Copy every record exactly. Nothing may be skipped.

►

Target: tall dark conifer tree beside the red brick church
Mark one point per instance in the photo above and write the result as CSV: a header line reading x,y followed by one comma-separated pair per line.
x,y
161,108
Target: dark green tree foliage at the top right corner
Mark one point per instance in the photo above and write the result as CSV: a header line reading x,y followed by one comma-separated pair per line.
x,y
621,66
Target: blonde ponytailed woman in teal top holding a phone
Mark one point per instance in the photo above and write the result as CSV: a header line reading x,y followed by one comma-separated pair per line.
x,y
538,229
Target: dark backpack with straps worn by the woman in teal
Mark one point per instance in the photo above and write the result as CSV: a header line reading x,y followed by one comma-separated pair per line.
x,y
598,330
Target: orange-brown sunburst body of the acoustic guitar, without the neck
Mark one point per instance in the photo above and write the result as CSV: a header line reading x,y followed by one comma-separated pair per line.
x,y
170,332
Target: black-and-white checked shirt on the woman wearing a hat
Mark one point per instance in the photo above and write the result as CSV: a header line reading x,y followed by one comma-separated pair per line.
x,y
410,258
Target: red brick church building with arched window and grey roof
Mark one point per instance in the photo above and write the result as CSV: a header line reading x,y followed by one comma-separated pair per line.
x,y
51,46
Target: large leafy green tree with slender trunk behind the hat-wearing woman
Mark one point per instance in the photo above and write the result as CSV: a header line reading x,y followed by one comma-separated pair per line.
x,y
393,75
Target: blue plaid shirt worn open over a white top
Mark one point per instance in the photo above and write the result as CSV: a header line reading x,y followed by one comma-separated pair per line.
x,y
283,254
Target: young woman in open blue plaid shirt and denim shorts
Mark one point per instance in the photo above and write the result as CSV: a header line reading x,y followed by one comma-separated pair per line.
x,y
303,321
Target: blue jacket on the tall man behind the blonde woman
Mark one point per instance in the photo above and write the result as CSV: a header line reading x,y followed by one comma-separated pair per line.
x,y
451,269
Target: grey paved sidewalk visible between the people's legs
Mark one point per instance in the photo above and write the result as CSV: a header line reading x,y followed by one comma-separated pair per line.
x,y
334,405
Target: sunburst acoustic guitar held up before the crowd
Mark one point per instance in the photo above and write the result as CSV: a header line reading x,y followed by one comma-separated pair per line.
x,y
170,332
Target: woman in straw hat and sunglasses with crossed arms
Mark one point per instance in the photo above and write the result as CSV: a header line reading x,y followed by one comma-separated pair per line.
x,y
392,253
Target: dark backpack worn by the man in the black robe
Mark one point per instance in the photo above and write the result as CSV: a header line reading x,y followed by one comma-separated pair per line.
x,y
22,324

◄

* **Task response**
Target: tall dark conifer tree beside the red brick church
Mark one point per instance in the photo above and write the result as CSV: a header line reading x,y followed by one comma-separated pair per line.
x,y
161,108
Target: dark green tree foliage at the top right corner
Mark one point per instance in the photo above and write the result as CSV: a header line reading x,y followed by one comma-separated pair per line.
x,y
621,66
Target: blonde ponytailed woman in teal top holding a phone
Mark one point per instance in the photo above and write the result as CSV: a header line reading x,y followed by one comma-separated pair per line.
x,y
538,229
Target: dark backpack with straps worn by the woman in teal
Mark one point per instance in the photo above and write the result as CSV: a header line reading x,y followed by one comma-separated pair per line.
x,y
598,330
Target: orange-brown sunburst body of the acoustic guitar, without the neck
Mark one point per instance in the photo above and write the result as CSV: a header line reading x,y followed by one comma-separated pair per line.
x,y
170,332
Target: black-and-white checked shirt on the woman wearing a hat
Mark one point per instance in the photo above and write the result as CSV: a header line reading x,y followed by one comma-separated pair per line.
x,y
410,258
Target: red brick church building with arched window and grey roof
Mark one point per instance in the photo above and write the result as CSV: a header line reading x,y followed by one comma-separated pair per line.
x,y
51,46
Target: large leafy green tree with slender trunk behind the hat-wearing woman
Mark one point per instance in the photo above and write the result as CSV: a header line reading x,y followed by one comma-separated pair per line.
x,y
393,75
Target: blue plaid shirt worn open over a white top
Mark one point per instance in the photo above and write the result as CSV: a header line reading x,y followed by one comma-separated pair per line.
x,y
283,254
Target: young woman in open blue plaid shirt and denim shorts
Mark one point per instance in the photo above and write the result as CSV: a header line reading x,y followed by one comma-separated pair per line.
x,y
303,321
Target: blue jacket on the tall man behind the blonde woman
Mark one point per instance in the photo above and write the result as CSV: a header line reading x,y followed by one comma-separated pair per line.
x,y
451,269
Target: grey paved sidewalk visible between the people's legs
Mark one point per instance in the photo above and write the result as CSV: a header line reading x,y followed by one comma-separated pair per line.
x,y
334,405
Target: sunburst acoustic guitar held up before the crowd
Mark one point per instance in the photo above and write the result as CSV: a header line reading x,y followed by one comma-separated pair per line.
x,y
170,332
Target: woman in straw hat and sunglasses with crossed arms
Mark one point per instance in the photo above and write the result as CSV: a header line reading x,y followed by one comma-separated pair per line.
x,y
392,253
Target: dark backpack worn by the man in the black robe
Mark one point per instance in the photo above and write the result as CSV: a header line reading x,y followed by one comma-separated pair per line.
x,y
22,324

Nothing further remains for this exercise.